## Задание A
Сколько дней Миклашевский провел на сборно-пересыльном пункте, согласно отрывку о Миклашевском?
## Задание B
Определите, соответствуют ли отрывку о Миклашевском следующие утверждения. (i) Штабс-фельдфебель в прошлом был кинооператором. (ii) Майор внимательно прочитал статью о Блюменталь-Тамарине. (iii) Кладбище администрация лагеря устроила на месте бывших скотомогильников. Для каждого утверждения ответьте «да» или «нет» и приведите решающие слова текста дословно.
## Задание C
Подхватите отрывок о Миклашевском в смоленском лагере и продолжите повествование сразу после его последнего предложения.

___ Текст для чтения

Напористый русский вызывал в нем все большее раздражение. И здесь свое слово сказала удача. На помощь Миклашевскому пришел штабс-фельдфебель. В прошлом кинооператор, хорошо знавший немецкую и советскую богему, он оживился и принялся перебирать стопку пропагандистских материалов, нашел газету «Новое слово», в ней содержалась статья о Блюменталь-Тамарине, и передал майору. Тот не стал читать, беглым взглядом пробежался по заголовку, фотографии и махнул рукой. На том допрос закончился.
Миклашевского снова отправили в сарай под замок. Ерофеева и Цибуляка в нем уже не было. В обед ему принесли миску баланды, кусок хлеба и полную банку воды, это стало первым обнадеживающим признаком. Вечером его в составе группы перебежчиков и пленных красноармейцев отправили на сборно-пересыльный пункт. В нем он находился четыре дня, и, после того как отлаженная немецкая репрессивная машина провела сортировку «подучетного элемента», был направлен в смоленский фильтрационный лагерь военнопленных.
Жизнь впроголодь и клопы, донимавшие по ночам в затхлом грязном бараке, стали для Миклашевского не самым жестоким испытанием. Он с трудом находил в себе силы, чтобы безучастно наблюдать за тем, что происходило в соседней – особой зоне лагеря. В ней содержались военнопленные красноармейцы. Их существование было настоящим адом. Голод, болезни, нечеловеческий, каторжный труд и изощренное издевательство охраны над несчастными ежедневно уносили десятки жизней. После окончания утреннего построения вереницы телег, заваленные трупами, выезжали за ворота этой фабрики смерти и, вызывая ужас у жителей города, направлялись в сторону мясокомбината. Там, на месте бывших скотомогильников администрация лагеря устроила кладбище.
Самым настоящим кошмаром для Миклашевского становились дни, когда он получал назначение в охранную команду. С десятком других перебежчиков и уголовников, вооружившись черенками от лопат, палками, они под надзором конвоя сопровождали военнопленных к местам работ. После таких «выходов на работы» им овладевало жгучее желание положить конец этой добровольной пытке – наброситься на вооруженный караул, расстрелять мучителей и бежать в лес к партизанам.

______
___ Предоставленные записи

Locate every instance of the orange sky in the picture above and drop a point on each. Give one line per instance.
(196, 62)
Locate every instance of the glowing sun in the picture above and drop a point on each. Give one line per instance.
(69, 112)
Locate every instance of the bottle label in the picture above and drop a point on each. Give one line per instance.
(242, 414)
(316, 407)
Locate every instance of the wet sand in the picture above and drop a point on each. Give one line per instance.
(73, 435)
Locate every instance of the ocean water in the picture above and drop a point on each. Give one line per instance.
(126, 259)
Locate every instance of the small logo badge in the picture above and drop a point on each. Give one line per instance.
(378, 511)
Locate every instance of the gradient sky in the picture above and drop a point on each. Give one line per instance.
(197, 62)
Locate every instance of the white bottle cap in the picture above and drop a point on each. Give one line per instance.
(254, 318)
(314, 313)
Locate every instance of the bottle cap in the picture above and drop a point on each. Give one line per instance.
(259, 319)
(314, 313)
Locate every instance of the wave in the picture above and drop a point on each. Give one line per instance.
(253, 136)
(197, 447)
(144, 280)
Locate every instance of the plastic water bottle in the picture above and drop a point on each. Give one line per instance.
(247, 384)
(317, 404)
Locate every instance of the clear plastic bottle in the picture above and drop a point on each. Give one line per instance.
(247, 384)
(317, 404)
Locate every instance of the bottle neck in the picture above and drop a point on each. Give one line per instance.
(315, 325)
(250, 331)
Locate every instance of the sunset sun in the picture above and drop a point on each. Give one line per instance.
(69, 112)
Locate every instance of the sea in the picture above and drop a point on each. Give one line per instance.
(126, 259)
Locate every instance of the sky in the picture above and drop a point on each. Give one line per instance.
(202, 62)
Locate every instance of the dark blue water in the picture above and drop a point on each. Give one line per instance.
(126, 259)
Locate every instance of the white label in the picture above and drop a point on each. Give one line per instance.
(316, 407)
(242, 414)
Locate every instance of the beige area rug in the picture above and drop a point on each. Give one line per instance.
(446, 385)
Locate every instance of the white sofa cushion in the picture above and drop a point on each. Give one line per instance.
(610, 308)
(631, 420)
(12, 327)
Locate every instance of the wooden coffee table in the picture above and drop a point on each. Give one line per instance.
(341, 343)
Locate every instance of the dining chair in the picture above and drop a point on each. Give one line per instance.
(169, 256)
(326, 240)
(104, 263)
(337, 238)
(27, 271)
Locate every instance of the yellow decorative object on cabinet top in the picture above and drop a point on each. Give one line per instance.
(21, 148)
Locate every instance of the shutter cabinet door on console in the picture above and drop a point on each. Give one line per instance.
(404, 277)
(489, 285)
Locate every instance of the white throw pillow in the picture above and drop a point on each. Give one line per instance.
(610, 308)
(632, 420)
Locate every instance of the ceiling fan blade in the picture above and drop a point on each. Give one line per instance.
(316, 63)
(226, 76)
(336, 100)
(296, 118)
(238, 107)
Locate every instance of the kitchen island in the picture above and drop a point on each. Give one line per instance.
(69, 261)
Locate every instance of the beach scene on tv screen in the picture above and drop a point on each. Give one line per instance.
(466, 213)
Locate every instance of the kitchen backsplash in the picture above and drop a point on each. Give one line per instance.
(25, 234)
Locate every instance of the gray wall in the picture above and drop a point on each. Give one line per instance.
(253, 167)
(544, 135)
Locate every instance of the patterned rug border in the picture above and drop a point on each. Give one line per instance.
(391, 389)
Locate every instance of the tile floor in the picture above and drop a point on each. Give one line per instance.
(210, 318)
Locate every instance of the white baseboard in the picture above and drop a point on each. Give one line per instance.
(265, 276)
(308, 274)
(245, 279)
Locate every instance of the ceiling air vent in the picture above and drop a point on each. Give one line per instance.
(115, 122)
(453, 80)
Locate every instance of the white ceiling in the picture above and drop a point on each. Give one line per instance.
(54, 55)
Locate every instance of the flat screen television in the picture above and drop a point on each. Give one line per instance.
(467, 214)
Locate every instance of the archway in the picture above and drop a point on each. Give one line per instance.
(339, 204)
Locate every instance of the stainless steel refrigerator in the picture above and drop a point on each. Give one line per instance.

______

## Ответ A
Четыре дня.

## Ответ B
(i) Да: «В прошлом кинооператор». (ii) Нет: «Тот не стал читать». (iii) Да: «на месте бывших скотомогильников администрация лагеря устроила кладбище».

## Ответ C
К концу подходил май, а в жизни Миклашевского мало что менялось. Блюменталь-Тамарин палец о палец не ударил, чтобы вытащить племянника из лагеря и приблизить к себе. Он отделывался отписками, в очередном письме пел старую песню: «…Игорь, я рад твоему благополучному уходу из того ужасного строя. В Великой Германии, я надеюсь, ты займешь достойное место», – и предлагал посвятить себя Русской освободительной армии генерала Власова, чтобы служить новой России.
Сытый по горло его советами, Миклашевский решил сам вырваться за колючую проволоку лагеря. В плане мероприятий по делу «Ринг» подполковник Маклярский и майор Зеленский предусмотрели и такой вариант его выхода на свободу, как поступление на службу в РОА. Вскоре подвернулся подходящий случай, в лагерь приехали эмиссары предателя Власова – Жиленков и Зыков. Они агитировали военнопленных вступать в ряды «освободителей новой России».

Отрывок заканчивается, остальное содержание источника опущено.